── Dataset extract ──
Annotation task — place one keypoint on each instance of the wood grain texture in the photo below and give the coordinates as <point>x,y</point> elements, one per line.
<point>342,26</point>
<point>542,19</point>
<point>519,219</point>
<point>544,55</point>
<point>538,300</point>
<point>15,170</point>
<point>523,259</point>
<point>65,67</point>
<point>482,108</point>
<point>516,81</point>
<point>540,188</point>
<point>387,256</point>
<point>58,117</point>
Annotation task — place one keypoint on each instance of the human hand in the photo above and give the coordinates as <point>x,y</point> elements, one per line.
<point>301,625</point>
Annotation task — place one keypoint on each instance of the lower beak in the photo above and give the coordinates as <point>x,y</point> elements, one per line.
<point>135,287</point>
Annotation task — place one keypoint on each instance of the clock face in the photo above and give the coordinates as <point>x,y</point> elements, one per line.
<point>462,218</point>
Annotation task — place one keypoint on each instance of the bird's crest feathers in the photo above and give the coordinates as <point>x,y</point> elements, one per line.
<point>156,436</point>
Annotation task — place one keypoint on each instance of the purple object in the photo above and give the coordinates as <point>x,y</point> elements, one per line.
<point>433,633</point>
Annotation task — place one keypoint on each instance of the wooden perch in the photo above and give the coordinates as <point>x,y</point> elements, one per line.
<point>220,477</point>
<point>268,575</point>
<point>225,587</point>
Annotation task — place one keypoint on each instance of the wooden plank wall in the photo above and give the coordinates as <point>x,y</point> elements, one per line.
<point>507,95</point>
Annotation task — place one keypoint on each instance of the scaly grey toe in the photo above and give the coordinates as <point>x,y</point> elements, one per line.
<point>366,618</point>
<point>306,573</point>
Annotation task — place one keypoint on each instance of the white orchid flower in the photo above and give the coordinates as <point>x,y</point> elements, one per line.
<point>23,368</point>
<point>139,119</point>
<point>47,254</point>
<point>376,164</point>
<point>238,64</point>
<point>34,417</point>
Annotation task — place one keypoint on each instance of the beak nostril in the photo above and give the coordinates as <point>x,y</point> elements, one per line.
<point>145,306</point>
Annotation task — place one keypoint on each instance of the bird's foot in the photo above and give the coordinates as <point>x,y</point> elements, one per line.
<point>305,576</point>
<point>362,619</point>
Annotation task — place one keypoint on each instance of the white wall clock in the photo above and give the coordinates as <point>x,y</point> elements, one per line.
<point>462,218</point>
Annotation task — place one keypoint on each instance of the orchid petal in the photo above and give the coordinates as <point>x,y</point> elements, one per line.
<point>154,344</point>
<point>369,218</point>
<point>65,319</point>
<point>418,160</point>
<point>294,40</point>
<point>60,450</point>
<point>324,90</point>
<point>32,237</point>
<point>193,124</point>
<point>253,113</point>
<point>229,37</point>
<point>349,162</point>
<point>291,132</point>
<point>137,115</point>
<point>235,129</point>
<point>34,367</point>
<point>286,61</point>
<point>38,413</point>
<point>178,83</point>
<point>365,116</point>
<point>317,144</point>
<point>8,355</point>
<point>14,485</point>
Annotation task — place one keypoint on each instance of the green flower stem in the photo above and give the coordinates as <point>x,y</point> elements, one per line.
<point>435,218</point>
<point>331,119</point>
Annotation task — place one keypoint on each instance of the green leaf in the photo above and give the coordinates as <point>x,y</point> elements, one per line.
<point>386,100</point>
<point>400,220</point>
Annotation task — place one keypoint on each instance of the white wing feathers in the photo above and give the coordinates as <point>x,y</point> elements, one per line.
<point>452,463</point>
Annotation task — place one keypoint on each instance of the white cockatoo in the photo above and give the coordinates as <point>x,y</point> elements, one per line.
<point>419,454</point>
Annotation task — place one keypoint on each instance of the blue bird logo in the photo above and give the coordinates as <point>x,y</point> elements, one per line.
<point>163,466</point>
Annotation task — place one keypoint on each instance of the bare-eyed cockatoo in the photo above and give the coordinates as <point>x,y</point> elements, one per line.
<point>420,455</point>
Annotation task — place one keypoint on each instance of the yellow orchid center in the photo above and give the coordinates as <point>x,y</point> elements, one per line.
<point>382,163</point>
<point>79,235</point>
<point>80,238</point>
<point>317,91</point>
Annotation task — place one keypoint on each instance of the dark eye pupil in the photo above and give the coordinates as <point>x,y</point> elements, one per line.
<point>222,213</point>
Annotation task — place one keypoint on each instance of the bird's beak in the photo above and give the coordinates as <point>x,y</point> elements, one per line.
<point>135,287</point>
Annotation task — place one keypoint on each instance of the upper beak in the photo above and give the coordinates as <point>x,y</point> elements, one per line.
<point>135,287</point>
───
» Instructions to follow
Give each entry again, spelled exactly as shown.

» Answer area
Annotation task — place one keypoint on each instance of the wood grain texture in the photo below and give the coordinates as <point>x,y</point> elements, one per line.
<point>342,26</point>
<point>542,19</point>
<point>519,219</point>
<point>544,55</point>
<point>538,300</point>
<point>15,170</point>
<point>523,259</point>
<point>65,67</point>
<point>482,108</point>
<point>516,81</point>
<point>540,188</point>
<point>387,256</point>
<point>58,117</point>
Annotation task — place one keypoint on each instance of the human hand in the photo above and give the coordinates as <point>x,y</point> elements, one per line.
<point>301,625</point>
Annotation task — place one keypoint on each instance of the lower beak in the photo above and give the coordinates as <point>x,y</point> elements, one per line.
<point>135,287</point>
Annotation task — place one keypoint on each instance of the clock face in the photo above and give the coordinates as <point>x,y</point> elements, one per line.
<point>462,218</point>
Annotation task — place one keypoint on each instance of the bird's crest feathers in the photo above and give the coordinates as <point>x,y</point> elements, one per line.
<point>156,436</point>
Annotation task — place one keypoint on each instance of the purple object in the photo above and give the coordinates as <point>x,y</point> elements, one per line.
<point>433,633</point>
Annotation task — place one keypoint on each instance of the wooden perch in the photo above and give the coordinates as <point>x,y</point> elements, one per line.
<point>220,477</point>
<point>268,575</point>
<point>225,587</point>
Annotation task — place one keypoint on each instance of the wooden plank wall in the photo above and give the coordinates as <point>x,y</point> elements, one per line.
<point>507,95</point>
Annotation task — place one keypoint on each instance of the scaly grey toe in the photo above and give the coordinates as <point>x,y</point> elements, one per line.
<point>366,618</point>
<point>306,573</point>
Annotation task — place one keypoint on each instance of the white orchid flower in the photo above and give the coordinates as <point>x,y</point> elements, one per line.
<point>23,368</point>
<point>139,119</point>
<point>47,254</point>
<point>376,164</point>
<point>238,64</point>
<point>34,417</point>
Annotation task — place one keypoint on each instance of the beak nostril in the photo above and give the coordinates as <point>x,y</point> elements, one per line.
<point>145,306</point>
Annotation task — place one keypoint on each instance of the bird's foot in the photo above and give the coordinates as <point>x,y</point> elements, one per line.
<point>305,576</point>
<point>362,619</point>
Annotation task — place one keypoint on each instance of the white wall clock in the photo above and give the coordinates as <point>x,y</point> elements, one per line.
<point>462,218</point>
Annotation task — place one keypoint on each instance of the orchid petal in the photo above and give the coordinates as <point>x,y</point> elements, one per line.
<point>154,344</point>
<point>369,218</point>
<point>65,319</point>
<point>418,160</point>
<point>294,40</point>
<point>60,450</point>
<point>324,90</point>
<point>32,237</point>
<point>193,124</point>
<point>253,113</point>
<point>229,37</point>
<point>349,162</point>
<point>291,132</point>
<point>137,115</point>
<point>235,129</point>
<point>34,367</point>
<point>286,61</point>
<point>38,413</point>
<point>178,83</point>
<point>365,116</point>
<point>317,144</point>
<point>8,355</point>
<point>14,485</point>
Annotation task — place one keypoint on each instance of the green flower stem in the photo above and give the coordinates as <point>x,y</point> elements, one per line.
<point>435,218</point>
<point>331,119</point>
Annotation task — place one keypoint on each instance of the green leaf in the photo above and give the coordinates as <point>x,y</point> elements, one per line.
<point>386,100</point>
<point>400,220</point>
Annotation task — place one keypoint on each instance of the white wing feathers in the photo above and give the coordinates as <point>x,y</point> elements, one per line.
<point>452,463</point>
Annotation task — place one keypoint on each instance of the white cockatoo in the photo above and give the coordinates as <point>x,y</point> elements, one per line.
<point>419,454</point>
Annotation task — place one keypoint on each instance of the blue bird logo in the photo above and give the coordinates as <point>x,y</point> elements, one per line.
<point>163,466</point>
Annotation task — place one keypoint on each instance of the bare-eyed cockatoo in the photo above and give the coordinates as <point>x,y</point> elements, one per line.
<point>420,455</point>
Annotation task — place one keypoint on each instance of the yellow orchid center in the photo above and give the coordinates as <point>x,y</point> elements, one per line.
<point>382,163</point>
<point>79,235</point>
<point>80,238</point>
<point>317,91</point>
Annotation task — place one keypoint on each instance of the dark eye pupil in the photo above and give the coordinates as <point>x,y</point> elements, one per line.
<point>222,213</point>
Annotation task — place one keypoint on each instance of the bird's beak in the photo above and give the coordinates as <point>x,y</point> elements, one per line.
<point>135,287</point>
Annotation task — place one keypoint on each instance of the upper beak in the photo above and give the coordinates as <point>x,y</point> elements, one per line.
<point>135,287</point>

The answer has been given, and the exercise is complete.